··· GIVEN TEXT ···
This repository contains a collection of notebooks for gaining insights into presentation slides collected in the NFDI4BIOIMAGE Training Material through multimodal AI models. Some goals are:
-
Comparison of different models and their performance on summarizing the content of presentation slides. This is not implemented through text-to-text models but rather through image-to-text (multimodal) models. As a first test pdf I3D:bio's Training Material 'WhatIsOMERO.pdf' (Schmidt, C., Bortolomeazzi, M. et al., 2023) is used.
-
Improve our understanding about how different types of embeddings represent the same content. For this task, some presentation slides are adapted to see whether text, visual or mixed-modal embeddings perform comparably well in representating a slides features, when the slide is changed in a specific manner. For this, slides are adapted from the Bio-image Data Science Lectures.
-
Establishing a cache that stores a text embedding, visual embedding, mixed embedding and the extracted text for each slide from the collection. Besides that, there is also a dataset available that stores each slide as an image and shares a corresponding key with the embeddings from the cache dataset.
-
The cached embeddings can then be used to visualize the embeddings and gain insights into the contents.
-
Two different approaches were tested for this task:
- Using the Byaldi package, see Notebook.
··· INFORMATION SUPPLIED ···
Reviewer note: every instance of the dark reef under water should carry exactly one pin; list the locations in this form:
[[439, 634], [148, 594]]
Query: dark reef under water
···
■ **PROBLEMS AND TASKS**:
a - Answer these from the repository description:
(i) Which PDF serves as the first test file?
(ii) From which lectures are the adapted slides taken?
(iii) Which package does one of the two tested approaches use?
b - Please write out the repository description again, beginning at the words that read "This repository contains" and stopping after "2023) is used.". Switch each "presentation slides" to "lecture slides".
The lines have no role in any of this.

■ **SOLUTIONS TO EACH TASK**:
a -
(i) I3D:bio's Training Material 'WhatIsOMERO.pdf'
(ii) The Bio-image Data Science Lectures
(iii) The Byaldi package

b -
This repository contains a collection of notebooks for gaining insights into lecture slides collected in the NFDI4BIOIMAGE Training Material through multimodal AI models. Some goals are:
-
Comparison of different models and their performance on summarizing the content of lecture slides. This is not implemented through text-to-text models but rather through image-to-text (multimodal) models. As a first test pdf I3D:bio's Training Material 'WhatIsOMERO.pdf' (Schmidt, C., Bortolomeazzi, M. et al., 2023) is used.